→ **Data to use**:
★ ★ ★ ★
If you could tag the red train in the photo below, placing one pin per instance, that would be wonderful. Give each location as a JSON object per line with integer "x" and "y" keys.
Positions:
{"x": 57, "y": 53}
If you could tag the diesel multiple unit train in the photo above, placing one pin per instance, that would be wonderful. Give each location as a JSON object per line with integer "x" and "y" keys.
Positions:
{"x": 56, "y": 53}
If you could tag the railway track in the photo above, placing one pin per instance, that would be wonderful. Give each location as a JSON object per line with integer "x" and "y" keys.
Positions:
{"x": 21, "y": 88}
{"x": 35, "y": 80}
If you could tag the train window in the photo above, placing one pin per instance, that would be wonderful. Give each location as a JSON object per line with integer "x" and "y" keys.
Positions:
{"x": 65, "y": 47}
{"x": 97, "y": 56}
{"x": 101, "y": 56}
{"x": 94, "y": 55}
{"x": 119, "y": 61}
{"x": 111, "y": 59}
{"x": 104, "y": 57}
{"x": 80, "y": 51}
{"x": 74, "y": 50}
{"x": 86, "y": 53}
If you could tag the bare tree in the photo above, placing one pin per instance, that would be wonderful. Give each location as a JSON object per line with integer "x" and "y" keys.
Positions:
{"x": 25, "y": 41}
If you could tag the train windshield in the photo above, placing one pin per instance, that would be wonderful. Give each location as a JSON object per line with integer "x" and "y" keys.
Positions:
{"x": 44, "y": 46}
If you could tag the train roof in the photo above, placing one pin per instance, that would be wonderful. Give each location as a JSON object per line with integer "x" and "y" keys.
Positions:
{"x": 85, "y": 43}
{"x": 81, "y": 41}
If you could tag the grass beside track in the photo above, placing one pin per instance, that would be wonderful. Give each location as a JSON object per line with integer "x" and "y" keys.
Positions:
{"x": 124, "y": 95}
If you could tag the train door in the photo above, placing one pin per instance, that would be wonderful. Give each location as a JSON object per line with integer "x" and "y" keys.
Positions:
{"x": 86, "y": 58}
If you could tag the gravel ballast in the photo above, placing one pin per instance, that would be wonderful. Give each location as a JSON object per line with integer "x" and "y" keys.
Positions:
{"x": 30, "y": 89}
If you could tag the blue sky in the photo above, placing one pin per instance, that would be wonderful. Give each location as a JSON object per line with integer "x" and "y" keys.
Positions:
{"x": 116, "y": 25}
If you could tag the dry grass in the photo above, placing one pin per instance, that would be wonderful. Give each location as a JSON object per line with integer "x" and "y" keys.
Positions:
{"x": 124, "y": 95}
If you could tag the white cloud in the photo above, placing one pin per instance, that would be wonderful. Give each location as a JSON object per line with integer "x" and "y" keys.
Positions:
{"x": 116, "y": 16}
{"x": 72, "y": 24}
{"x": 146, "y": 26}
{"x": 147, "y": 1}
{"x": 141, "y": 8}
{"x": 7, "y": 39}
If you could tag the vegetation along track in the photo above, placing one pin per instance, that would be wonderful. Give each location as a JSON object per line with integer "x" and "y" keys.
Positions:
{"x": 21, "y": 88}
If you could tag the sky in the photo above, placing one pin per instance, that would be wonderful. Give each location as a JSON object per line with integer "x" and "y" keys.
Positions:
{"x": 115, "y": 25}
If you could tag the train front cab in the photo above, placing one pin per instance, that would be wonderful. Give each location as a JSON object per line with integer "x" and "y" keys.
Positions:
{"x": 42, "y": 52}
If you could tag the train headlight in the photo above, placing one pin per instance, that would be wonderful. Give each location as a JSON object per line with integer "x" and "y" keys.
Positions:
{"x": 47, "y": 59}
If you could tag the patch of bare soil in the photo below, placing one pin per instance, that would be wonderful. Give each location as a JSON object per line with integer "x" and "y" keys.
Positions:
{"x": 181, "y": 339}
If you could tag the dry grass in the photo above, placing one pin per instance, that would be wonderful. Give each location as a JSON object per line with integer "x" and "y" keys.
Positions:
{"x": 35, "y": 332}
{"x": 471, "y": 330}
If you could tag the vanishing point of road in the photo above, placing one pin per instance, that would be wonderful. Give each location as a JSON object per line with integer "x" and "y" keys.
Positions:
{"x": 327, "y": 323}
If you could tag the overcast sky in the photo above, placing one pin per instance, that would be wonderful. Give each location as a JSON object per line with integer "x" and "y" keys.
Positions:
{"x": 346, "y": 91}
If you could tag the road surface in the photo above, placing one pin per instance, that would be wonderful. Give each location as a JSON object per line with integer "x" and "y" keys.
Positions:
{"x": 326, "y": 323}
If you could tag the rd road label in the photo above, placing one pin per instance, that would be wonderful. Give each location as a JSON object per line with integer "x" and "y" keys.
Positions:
★ ★ ★ ★
→ **Exercise instructions**: Rewrite every line of the listing above as a numbered list, omitting any blank lines.

→ **Final result**:
1. If you could tag the red train in the photo below, placing one pin per instance, that would be wonderful. Give each location as a JSON object per line with integer "x" and "y" keys.
2. Positions:
3. {"x": 57, "y": 53}
4. If you could tag the diesel multiple unit train in the photo above, placing one pin per instance, that would be wonderful. Give each location as a JSON object per line with integer "x" and "y" keys.
5. Positions:
6. {"x": 56, "y": 53}
7. If you could tag the railway track in the photo above, placing one pin per instance, that would be wonderful. Give each location as a JSON object per line with integer "x" and "y" keys.
8. Positions:
9. {"x": 21, "y": 88}
10. {"x": 35, "y": 80}
11. If you could tag the train window in the photo above, placing one pin per instance, that would be wonderful. Give each location as a JSON object per line with integer "x" and "y" keys.
12. Positions:
13. {"x": 65, "y": 47}
14. {"x": 97, "y": 56}
15. {"x": 101, "y": 56}
16. {"x": 94, "y": 55}
17. {"x": 119, "y": 61}
18. {"x": 111, "y": 59}
19. {"x": 104, "y": 57}
20. {"x": 80, "y": 51}
21. {"x": 74, "y": 50}
22. {"x": 86, "y": 53}
23. If you could tag the bare tree in the photo above, placing one pin per instance, that would be wonderful. Give each location as a JSON object per line with integer "x" and "y" keys.
24. Positions:
25. {"x": 25, "y": 41}
26. If you could tag the train windshield in the photo above, placing one pin per instance, that would be wonderful. Give each location as a JSON object per line with integer "x" and "y" keys.
27. Positions:
28. {"x": 44, "y": 46}
29. If you could tag the train roof in the photo above, placing one pin per instance, that would be wonderful. Give each location as a JSON object per line with integer "x" and "y" keys.
30. Positions:
31. {"x": 85, "y": 43}
32. {"x": 81, "y": 41}
33. If you could tag the grass beside track in the photo above, placing one pin per instance, that would be wonderful. Give each location as a JSON object per line with integer "x" and "y" keys.
34. Positions:
35. {"x": 124, "y": 95}
36. If you could tag the train door in the photo above, placing one pin per instance, that would be wonderful. Give each location as a JSON object per line with integer "x" and "y" keys.
37. Positions:
38. {"x": 86, "y": 58}
39. If you could tag the gravel ballast in the photo above, placing one pin per instance, that would be wonderful. Give each location as a JSON object per line with integer "x" and "y" keys.
40. Positions:
41. {"x": 30, "y": 89}
42. If you could tag the blue sky in the photo above, placing one pin per instance, that would be wonderful. Give each location as a JSON object per line with integer "x" and "y" keys.
43. Positions:
44. {"x": 116, "y": 25}
45. If you could tag the dry grass in the photo above, placing one pin per instance, that would be wonderful. Give each location as a JSON object per line with integer "x" and "y" keys.
46. Positions:
47. {"x": 124, "y": 95}
48. If you could tag the white cloud in the photo above, placing one pin per instance, that would be wonderful. Give each location as a JSON object per line with integer "x" and "y" keys.
49. Positions:
50. {"x": 116, "y": 16}
51. {"x": 72, "y": 24}
52. {"x": 146, "y": 26}
53. {"x": 147, "y": 1}
54. {"x": 141, "y": 8}
55. {"x": 7, "y": 39}
56. If you could tag the vegetation along track in the photo above, placing one pin per instance, that would be wonderful. Give each location as a JSON object per line with integer "x" and "y" keys.
57. Positions:
58. {"x": 21, "y": 88}
59. If you could tag the sky in the photo above, placing one pin per instance, that would be wonderful. Give each location as a JSON object per line with integer "x" and "y" keys.
60. Positions:
61. {"x": 115, "y": 25}
62. If you could tag the train front cab in the photo above, placing one pin per instance, that would be wonderful. Give each location as a JSON object per line with integer "x" and "y" keys.
63. Positions:
64. {"x": 42, "y": 52}
65. If you could tag the train headlight in the photo above, placing one pin per instance, that would be wonderful. Give each location as a JSON object per line with integer "x" and "y" keys.
66. Positions:
67. {"x": 47, "y": 59}
68. If you could tag the patch of bare soil in the photo below, placing one pin per instance, that would be wonderful. Give each location as a JSON object per line with integer "x" and "y" keys.
69. Positions:
70. {"x": 181, "y": 339}
71. If you could tag the dry grass in the photo above, placing one pin per instance, that would be wonderful. Give each location as a JSON object per line with integer "x" and "y" keys.
72. Positions:
73. {"x": 35, "y": 332}
74. {"x": 471, "y": 330}
75. If you could tag the vanishing point of road in the photo above, placing one pin per instance, that would be wonderful. Give each location as a JSON object per line with integer "x" and "y" keys.
76. Positions:
77. {"x": 327, "y": 323}
78. If you could tag the overcast sky in the photo above, placing one pin per instance, that would be wonderful. Give each location as a JSON object per line with integer "x" and "y" keys.
79. Positions:
80. {"x": 346, "y": 91}
81. If you could tag the road surface in the photo above, placing one pin per instance, that would be wonderful. Give each location as a JSON object per line with integer "x" and "y" keys.
82. Positions:
83. {"x": 326, "y": 323}
84. If you could tag the rd road label in the photo above, placing one pin per instance, that would be wonderful. Give each location as a JSON object per line with integer "x" and "y" keys.
85. Positions:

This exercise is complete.